Méditations d'un prisonnier sur l'argent
C'est en faisant le tour des lieux communs de la vie dans nos sociétés avancées que l'auteur cherche à cerner la signification de l'argent.
«Argent et vie
Jadis, l’argent servait à acquérir des biens matériels, concrets, qu’on pouvait toucher. Ensuite, il a permis d’obtenir des choses moins tangibles, comme des services. Le glissement vers l’abstrait s’est poursuivi. Des individus ont monnayé l’honneur et le prestige. Cette tendance s’est poursuivie jusqu’à nos jours, alors que l’argent permet maintenant de se procurer ce que d’aucuns considèrent comme le bien le plus précieux au monde: la vie.
«La vie n’a pas de prix» entend-on souvent. Bien sûr, les économistes parlent du coût de la vie, mais c’est en référence à des notions telles que l’indice des prix à la consommation. La vie, en tant que contraire de la mort, est trop précieuse pour qu’on puisse y mettre un prix. Pourtant si elle n’a pas de prix, pourquoi dépense-t-on autant pour la maintenir et la créer?
L’argent achète la vie qui fuit
Une part très importante du budget de la Santé est consacrée à maintenir en vie des gens qui mourront dans les deux mois à venir. La question de l’acharnement thérapeutique est trop complexe pour être débattue ici. Je constate seulement que l’argent permet de prolonger de quelques mois une vie qui jadis aurait été considérée comme finie.
L’argent achète la vie qui n’est pas
Pour les couples qui ne peuvent procréer mais qui peuvent payer, l’argent permet, grâce aux Nouvelles Techniques de Reproduction (NTR), de devenir parents d’une petite vie qui prendra neuf mois plus tard les traits d’un adorable poupon. Événement médiatique en 1978, les bébés-éprouvette ne font plus sourciller aujourd’hui. Mais l’argent a quand même ses limites, tout comme la science. Les NTR ne sont pas infaillibles et certains couples ont dépensé de petites fortunes sans résultat.

Lignes issues d'un jeu de données
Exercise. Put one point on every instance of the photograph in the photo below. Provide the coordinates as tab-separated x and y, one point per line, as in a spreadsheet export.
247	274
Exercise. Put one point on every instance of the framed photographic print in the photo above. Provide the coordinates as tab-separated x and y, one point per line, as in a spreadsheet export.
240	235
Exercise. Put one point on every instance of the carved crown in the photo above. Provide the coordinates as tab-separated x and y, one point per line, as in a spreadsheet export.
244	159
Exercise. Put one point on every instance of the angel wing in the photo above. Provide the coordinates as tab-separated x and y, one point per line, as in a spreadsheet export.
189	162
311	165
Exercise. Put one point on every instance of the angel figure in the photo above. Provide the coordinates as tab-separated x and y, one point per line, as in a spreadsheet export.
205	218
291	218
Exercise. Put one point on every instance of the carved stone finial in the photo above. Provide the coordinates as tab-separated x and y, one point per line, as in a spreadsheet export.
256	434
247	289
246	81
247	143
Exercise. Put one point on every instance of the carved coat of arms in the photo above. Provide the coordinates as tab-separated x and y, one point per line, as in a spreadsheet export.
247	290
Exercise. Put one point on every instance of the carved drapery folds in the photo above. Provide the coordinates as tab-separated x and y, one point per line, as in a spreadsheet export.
--
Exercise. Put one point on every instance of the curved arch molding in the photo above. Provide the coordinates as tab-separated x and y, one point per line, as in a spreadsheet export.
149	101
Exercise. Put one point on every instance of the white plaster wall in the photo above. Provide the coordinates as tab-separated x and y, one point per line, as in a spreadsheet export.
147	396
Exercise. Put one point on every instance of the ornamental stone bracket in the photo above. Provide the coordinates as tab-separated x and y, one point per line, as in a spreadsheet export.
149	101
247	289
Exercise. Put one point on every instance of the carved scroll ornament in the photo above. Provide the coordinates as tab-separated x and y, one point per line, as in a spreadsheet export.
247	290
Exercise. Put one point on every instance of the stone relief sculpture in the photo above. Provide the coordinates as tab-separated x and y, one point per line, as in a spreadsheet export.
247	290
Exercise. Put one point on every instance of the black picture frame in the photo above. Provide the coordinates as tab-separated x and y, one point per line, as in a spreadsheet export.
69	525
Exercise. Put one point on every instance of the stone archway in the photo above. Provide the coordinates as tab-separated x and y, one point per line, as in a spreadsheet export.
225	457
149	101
==
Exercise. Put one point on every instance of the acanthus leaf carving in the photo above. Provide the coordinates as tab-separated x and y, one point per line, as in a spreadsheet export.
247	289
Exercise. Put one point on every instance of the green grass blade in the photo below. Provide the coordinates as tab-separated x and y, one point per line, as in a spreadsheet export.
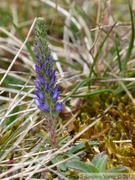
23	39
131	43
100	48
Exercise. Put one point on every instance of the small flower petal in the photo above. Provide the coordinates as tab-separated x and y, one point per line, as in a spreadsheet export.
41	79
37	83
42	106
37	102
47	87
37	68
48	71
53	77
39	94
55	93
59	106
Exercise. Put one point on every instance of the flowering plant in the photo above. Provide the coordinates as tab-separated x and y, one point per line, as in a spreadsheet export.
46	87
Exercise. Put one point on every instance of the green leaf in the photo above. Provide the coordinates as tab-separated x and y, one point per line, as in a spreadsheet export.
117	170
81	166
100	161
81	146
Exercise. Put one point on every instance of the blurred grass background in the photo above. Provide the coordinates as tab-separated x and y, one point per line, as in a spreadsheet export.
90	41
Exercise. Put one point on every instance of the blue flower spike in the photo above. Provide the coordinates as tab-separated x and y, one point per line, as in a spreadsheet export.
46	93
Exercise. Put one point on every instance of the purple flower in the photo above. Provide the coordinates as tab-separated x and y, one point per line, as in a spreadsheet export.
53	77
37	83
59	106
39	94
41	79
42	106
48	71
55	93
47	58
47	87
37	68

# Objectif visé
Extraire tel quel, du texte sur l'argent et la vie, le passage allant de "L’argent achète la vie qui n’est" à "fortunes sans résultat.". Ces enregistrements sont sans rapport avec le texte.

# Résultat
L’argent achète la vie qui n’est pas
Pour les couples qui ne peuvent procréer mais qui peuvent payer, l’argent permet, grâce aux Nouvelles Techniques de Reproduction (NTR), de devenir parents d’une petite vie qui prendra neuf mois plus tard les traits d’un adorable poupon. Événement médiatique en 1978, les bébés-éprouvette ne font plus sourciller aujourd’hui. Mais l’argent a quand même ses limites, tout comme la science. Les NTR ne sont pas infaillibles et certains couples ont dépensé de petites fortunes sans résultat.